SUPPLIED TEXT>
Big Data has also reached the world of ovens both large and small. The R language is being used by one steel mill to figure out at what temperatures to set their furnaces for particular steel products. One team claims “the new temperature prediction model will allow for the optimization of process stability, throughput and material quality in the steel plant, especially in ladle treatment.” Oh, and save energy, too. Even the smallest ovens can benefit from data analysis. The supply and maintenance of hospital autoclaves, used for sterilizing instruments and rigged with sensors and cellular Internet connections, can be optimized through the use of data—without ever having to actually look at the machines themselves. Technicians simply collect data about uptime, the need for repairs, and detergent levels via a smartphone app that hospital employees can use to deploy their repairmen.

WORK ORDER 1>
Answer these questions using the passage on ovens and data:
(a) What language does the steel mill use to set its furnace temperatures?
(b) What are hospital autoclaves used for?
(c) What three things do technicians collect data about?
WORK ORDER 2> Copy word for word the stretch of the passage on ovens and data from "Big Data has" through "deploy their repairmen.".
WORK ORDER 3> Write the next part of the passage on ovens and data, picking up after its final sentence.
The entries have no link to the passage on ovens and data.

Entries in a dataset
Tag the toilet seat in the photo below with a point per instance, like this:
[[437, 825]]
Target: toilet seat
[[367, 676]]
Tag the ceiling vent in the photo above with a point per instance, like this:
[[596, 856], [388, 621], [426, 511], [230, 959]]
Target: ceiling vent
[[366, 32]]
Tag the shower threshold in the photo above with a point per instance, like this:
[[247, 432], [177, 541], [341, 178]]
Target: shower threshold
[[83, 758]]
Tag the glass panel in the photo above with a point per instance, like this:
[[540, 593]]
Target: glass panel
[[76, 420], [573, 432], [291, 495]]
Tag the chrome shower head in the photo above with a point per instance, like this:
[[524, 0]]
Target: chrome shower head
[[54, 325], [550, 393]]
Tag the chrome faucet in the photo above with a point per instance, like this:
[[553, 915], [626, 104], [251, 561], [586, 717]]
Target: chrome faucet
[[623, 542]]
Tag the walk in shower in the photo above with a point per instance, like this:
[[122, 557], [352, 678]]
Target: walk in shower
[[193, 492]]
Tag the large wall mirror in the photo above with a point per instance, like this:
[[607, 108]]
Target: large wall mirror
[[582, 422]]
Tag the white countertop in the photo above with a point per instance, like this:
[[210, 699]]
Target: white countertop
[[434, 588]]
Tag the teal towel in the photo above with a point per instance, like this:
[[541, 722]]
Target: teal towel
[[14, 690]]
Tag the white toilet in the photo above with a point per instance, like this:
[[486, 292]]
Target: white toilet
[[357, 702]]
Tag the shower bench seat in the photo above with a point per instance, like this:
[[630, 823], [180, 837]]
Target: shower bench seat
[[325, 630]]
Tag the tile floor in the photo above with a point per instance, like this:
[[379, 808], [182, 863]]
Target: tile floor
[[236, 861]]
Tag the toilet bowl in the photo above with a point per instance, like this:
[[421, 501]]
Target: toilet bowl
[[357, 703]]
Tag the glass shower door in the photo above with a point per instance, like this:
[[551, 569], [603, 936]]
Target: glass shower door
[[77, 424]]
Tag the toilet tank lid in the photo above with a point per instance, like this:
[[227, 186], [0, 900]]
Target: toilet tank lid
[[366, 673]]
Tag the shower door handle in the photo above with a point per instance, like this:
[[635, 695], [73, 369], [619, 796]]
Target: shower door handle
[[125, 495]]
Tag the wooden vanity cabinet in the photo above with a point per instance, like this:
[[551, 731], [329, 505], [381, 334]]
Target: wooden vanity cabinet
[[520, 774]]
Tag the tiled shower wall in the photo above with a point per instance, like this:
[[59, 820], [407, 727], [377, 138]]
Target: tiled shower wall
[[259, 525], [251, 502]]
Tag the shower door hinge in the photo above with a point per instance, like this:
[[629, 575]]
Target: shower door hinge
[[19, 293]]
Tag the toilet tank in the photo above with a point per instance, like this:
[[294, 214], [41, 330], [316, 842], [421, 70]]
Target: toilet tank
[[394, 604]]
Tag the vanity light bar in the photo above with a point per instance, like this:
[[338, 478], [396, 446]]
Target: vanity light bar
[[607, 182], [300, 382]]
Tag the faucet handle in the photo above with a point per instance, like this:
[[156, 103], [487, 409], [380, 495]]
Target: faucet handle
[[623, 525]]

REPLY 1>
(a) R
(b) Sterilizing instruments
(c) Uptime, the need for repairs, and detergent levels

REPLY 2>
Big Data has also reached the world of ovens both large and small. The R language is being used by one steel mill to figure out at what temperatures to set their furnaces for particular steel products. One team claims “the new temperature prediction model will allow for the optimization of process stability, throughput and material quality in the steel plant, especially in ladle treatment.” Oh, and save energy, too. Even the smallest ovens can benefit from data analysis. The supply and maintenance of hospital autoclaves, used for sterilizing instruments and rigged with sensors and cellular Internet connections, can be optimized through the use of data—without ever having to actually look at the machines themselves. Technicians simply collect data about uptime, the need for repairs, and detergent levels via a smartphone app that hospital employees can use to deploy their repairmen.

REPLY 3>
Jeff Jonas is a data scientist who now works for IBM. One of his jobs involved designing the casino security systems in Las Vegas. He worked for the surveillance intelligence groups of several casinos, where he assisted in the automation of various manual processes, adding facial recognition software that was key to slowing down the MIT card counting group. "We built [another] system to immediately identify risk in real time so they could get these people out of the casino quickly," he said. This software is still offered by IBM as its InfoSphere Identity Insight event processing and identity tracking technology. Jonas spends a lot of time thinking about what constitutes identity and how to manage that information: “If someone has three phone numbers—no big deal. On the other hand, if someone has five different dates of birth, that just doesn't seem quite right, does it? That would be confusing.” Why is this important? “Well, if you are looking to analytics to make important decisions,” he added, “wouldn't you want to know during the decision-making process if there was related confusion... before [any] action is taken?"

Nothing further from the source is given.